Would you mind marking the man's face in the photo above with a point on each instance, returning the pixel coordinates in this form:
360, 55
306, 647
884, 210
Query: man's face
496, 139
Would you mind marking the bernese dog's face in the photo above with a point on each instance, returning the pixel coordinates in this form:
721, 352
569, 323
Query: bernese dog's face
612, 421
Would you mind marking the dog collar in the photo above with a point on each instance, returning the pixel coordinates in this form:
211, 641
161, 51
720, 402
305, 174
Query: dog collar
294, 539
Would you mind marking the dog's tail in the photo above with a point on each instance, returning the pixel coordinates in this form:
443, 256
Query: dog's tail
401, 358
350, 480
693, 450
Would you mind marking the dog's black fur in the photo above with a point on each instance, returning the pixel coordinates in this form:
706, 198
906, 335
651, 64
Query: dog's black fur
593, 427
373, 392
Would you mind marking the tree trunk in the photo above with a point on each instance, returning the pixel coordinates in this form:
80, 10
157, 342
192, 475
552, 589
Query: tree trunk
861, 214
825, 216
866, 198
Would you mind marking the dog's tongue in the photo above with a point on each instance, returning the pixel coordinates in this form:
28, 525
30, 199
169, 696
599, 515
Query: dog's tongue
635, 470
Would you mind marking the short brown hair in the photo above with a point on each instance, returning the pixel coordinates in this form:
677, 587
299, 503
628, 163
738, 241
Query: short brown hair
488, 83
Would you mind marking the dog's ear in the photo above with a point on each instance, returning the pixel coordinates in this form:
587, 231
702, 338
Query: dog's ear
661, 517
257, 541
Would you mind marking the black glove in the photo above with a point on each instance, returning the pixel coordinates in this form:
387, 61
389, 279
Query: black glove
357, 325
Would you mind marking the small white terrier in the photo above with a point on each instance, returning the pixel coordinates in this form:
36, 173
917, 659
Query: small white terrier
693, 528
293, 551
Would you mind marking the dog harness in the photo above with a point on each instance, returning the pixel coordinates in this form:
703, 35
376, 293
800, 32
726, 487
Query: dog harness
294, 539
§
# YOUR TASK
Copy all of the entries above word for word, keeping every line in its original order.

# CORRECT OUTPUT
Would you mind marking the man's face in the photo above with a point on each instance, returning the pixel coordinates in this form:
360, 55
306, 647
884, 210
Query: man's face
496, 139
Would you mind marking the bernese dog's face in the photo above with a point on each instance, returning the pixel coordinates in this form:
721, 352
569, 323
Query: bernese dog's face
612, 421
Would you mind marking the dog collar in the photo above with a point on each instance, returning the pixel coordinates in this form:
211, 641
161, 51
720, 402
305, 174
Query: dog collar
294, 539
Would you mind marking the dog's tail in the photo above with a point on each instance, returning the pixel coordinates in this form:
443, 256
Query: dog's tail
401, 358
350, 480
693, 450
Would you mind marking the dog's black fur in the photo above with a point on each instance, returning the pixel coordinates in this form:
706, 198
906, 335
651, 64
Query: dog's black fur
593, 427
373, 392
Would you mind marking the tree trunk in the photo above with a point on each instance, returning the pixel coordinates in this form:
80, 10
157, 342
192, 475
552, 589
Query: tree trunk
861, 214
825, 216
866, 198
Would you mind marking the dog's tongue in the photo above with a point on each instance, returning the pixel coordinates in this form:
28, 525
30, 199
169, 696
599, 515
Query: dog's tongue
635, 470
Would you mind marking the short brown hair in the photo above with a point on each instance, returning the pixel coordinates in this form:
677, 587
299, 503
628, 163
738, 241
Query: short brown hair
488, 83
Would you mind marking the dog's ear in the photo above with a point on each instance, returning the pixel coordinates in this form:
587, 231
702, 338
Query: dog's ear
661, 517
257, 541
Would you mind marking the black glove in the photo above with a point on each instance, returning the pixel coordinates in this form:
387, 61
389, 279
Query: black glove
357, 325
Would you mind marking the small white terrier in the photo above with a point on each instance, returning the pixel coordinates in this form:
36, 173
917, 659
Query: small white terrier
693, 528
293, 551
Would you mind marking the dog harness in the photo above with a point on each instance, returning the pixel coordinates in this form:
703, 35
376, 293
800, 32
726, 487
Query: dog harness
294, 539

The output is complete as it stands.